What the exercise asks | Copy the lines below word for word.

'''

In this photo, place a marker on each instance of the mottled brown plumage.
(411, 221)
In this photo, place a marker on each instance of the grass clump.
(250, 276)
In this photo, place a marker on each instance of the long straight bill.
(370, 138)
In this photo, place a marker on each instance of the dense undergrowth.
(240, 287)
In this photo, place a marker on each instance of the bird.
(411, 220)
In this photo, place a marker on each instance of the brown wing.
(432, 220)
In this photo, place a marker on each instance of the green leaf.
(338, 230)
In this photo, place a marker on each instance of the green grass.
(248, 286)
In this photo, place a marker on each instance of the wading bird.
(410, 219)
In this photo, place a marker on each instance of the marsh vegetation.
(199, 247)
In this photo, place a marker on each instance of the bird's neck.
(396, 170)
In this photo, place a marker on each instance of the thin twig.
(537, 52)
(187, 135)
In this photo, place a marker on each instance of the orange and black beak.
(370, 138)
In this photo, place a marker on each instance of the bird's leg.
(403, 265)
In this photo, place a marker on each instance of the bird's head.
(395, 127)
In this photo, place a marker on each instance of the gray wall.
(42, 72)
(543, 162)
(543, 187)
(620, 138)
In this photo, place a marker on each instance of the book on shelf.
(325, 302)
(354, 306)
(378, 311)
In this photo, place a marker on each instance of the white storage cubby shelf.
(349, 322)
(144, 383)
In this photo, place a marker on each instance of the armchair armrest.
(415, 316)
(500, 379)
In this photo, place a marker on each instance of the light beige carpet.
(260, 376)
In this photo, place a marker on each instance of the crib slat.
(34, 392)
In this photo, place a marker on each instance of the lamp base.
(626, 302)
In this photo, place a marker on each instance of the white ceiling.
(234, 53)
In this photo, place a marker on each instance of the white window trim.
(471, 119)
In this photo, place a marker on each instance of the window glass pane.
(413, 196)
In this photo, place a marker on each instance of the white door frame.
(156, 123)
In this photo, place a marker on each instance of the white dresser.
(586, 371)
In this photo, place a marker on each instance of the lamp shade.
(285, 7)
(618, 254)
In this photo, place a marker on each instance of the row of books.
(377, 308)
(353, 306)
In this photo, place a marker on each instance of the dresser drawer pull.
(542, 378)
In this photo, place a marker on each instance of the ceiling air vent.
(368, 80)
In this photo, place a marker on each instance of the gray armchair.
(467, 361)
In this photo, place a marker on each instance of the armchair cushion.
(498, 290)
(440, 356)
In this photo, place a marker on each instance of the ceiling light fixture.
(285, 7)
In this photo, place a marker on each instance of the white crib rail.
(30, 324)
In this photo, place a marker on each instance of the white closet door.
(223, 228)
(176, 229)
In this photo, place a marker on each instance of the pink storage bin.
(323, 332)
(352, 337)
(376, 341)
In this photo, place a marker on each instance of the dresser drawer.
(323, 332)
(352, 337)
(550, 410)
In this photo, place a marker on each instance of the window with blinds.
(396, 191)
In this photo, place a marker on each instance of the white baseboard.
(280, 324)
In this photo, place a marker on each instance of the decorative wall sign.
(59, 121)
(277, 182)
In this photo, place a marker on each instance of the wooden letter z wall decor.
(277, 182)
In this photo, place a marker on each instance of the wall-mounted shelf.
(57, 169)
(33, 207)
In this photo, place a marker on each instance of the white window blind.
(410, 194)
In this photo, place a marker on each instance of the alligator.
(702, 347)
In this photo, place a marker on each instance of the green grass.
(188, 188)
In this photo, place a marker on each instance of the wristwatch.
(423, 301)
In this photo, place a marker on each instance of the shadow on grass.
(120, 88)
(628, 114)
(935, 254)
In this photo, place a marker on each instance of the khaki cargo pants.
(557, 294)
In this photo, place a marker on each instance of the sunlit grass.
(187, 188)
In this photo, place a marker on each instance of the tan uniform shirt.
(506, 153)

'''

Written response |
In this photo, place a marker on each instance of the mottled brown plumage.
(411, 221)
In this photo, place a marker on each instance of the grass clump.
(250, 276)
In this photo, place a marker on each instance of the long straight bill.
(370, 138)
In this photo, place a marker on each instance of the dense undergrowth.
(240, 287)
In this photo, place a marker on each instance of the bird.
(411, 220)
In this photo, place a marker on each instance of the brown wing.
(432, 220)
In this photo, place a marker on each instance of the green leaf.
(338, 230)
In this photo, place a marker on each instance of the green grass.
(248, 286)
In this photo, place a marker on each instance of the wading bird.
(410, 219)
In this photo, place a marker on each instance of the marsh vegetation.
(199, 247)
In this photo, place a marker on each instance of the bird's neck.
(396, 170)
In this photo, place a marker on each instance of the thin twig.
(537, 52)
(187, 135)
In this photo, place a marker on each instance of the orange and black beak.
(370, 138)
In this photo, place a marker on each instance of the bird's leg.
(403, 265)
In this photo, place a marker on each instance of the bird's head.
(395, 127)
In this photo, place a marker on each instance of the gray wall.
(42, 72)
(543, 162)
(543, 187)
(620, 138)
In this photo, place a marker on each instance of the book on shelf.
(325, 302)
(354, 306)
(378, 311)
In this photo, place a marker on each instance of the white storage cubby shelf.
(349, 322)
(144, 383)
In this photo, place a marker on each instance of the armchair armrest.
(415, 316)
(500, 379)
In this photo, place a marker on each instance of the light beige carpet.
(260, 376)
In this photo, place a marker on each instance of the crib slat.
(34, 392)
In this photo, place a marker on each instance of the lamp base.
(626, 302)
In this photo, place a marker on each instance of the white ceiling.
(234, 53)
In this photo, place a marker on each instance of the white window trim.
(471, 119)
In this photo, place a marker on each instance of the window glass pane.
(413, 196)
In this photo, place a marker on each instance of the white door frame.
(156, 123)
In this photo, place a marker on each instance of the white dresser.
(586, 371)
In this photo, place a marker on each instance of the lamp shade.
(285, 7)
(618, 254)
In this photo, place a marker on each instance of the row of books.
(377, 308)
(353, 306)
In this photo, place a marker on each instance of the dresser drawer pull.
(542, 378)
In this photo, place a marker on each instance of the ceiling air vent.
(368, 80)
In this photo, place a marker on each instance of the gray armchair.
(467, 361)
In this photo, place a marker on each instance of the armchair cushion.
(498, 290)
(440, 356)
In this photo, place a marker on each instance of the ceiling light fixture.
(285, 7)
In this photo, place a marker on each instance of the white crib rail.
(30, 324)
In this photo, place a marker on each instance of the white closet door.
(223, 228)
(176, 229)
In this photo, place a marker on each instance of the pink storage bin.
(323, 332)
(352, 337)
(376, 341)
In this photo, place a marker on each instance of the dresser drawer.
(323, 332)
(352, 337)
(550, 410)
In this photo, place a marker on each instance of the window with blinds.
(396, 191)
In this photo, place a marker on each instance of the white baseboard.
(280, 324)
In this photo, place a marker on each instance of the decorative wall sign.
(59, 121)
(277, 182)
In this photo, place a marker on each instance of the wooden letter z wall decor.
(277, 182)
In this photo, place a marker on each instance of the wall-mounted shelf.
(57, 169)
(33, 207)
In this photo, place a marker on each instance of the white window blind.
(410, 194)
In this photo, place a marker on each instance of the alligator.
(702, 347)
In this photo, place a marker on each instance of the green grass.
(188, 188)
In this photo, place a marker on each instance of the wristwatch.
(423, 301)
In this photo, place a marker on each instance of the shadow on grass.
(120, 88)
(628, 114)
(935, 254)
In this photo, place a marker on each instance of the khaki cargo pants.
(557, 294)
In this photo, place a marker on each instance of the sunlit grass.
(187, 188)
In this photo, place a marker on each instance of the tan uniform shirt.
(506, 153)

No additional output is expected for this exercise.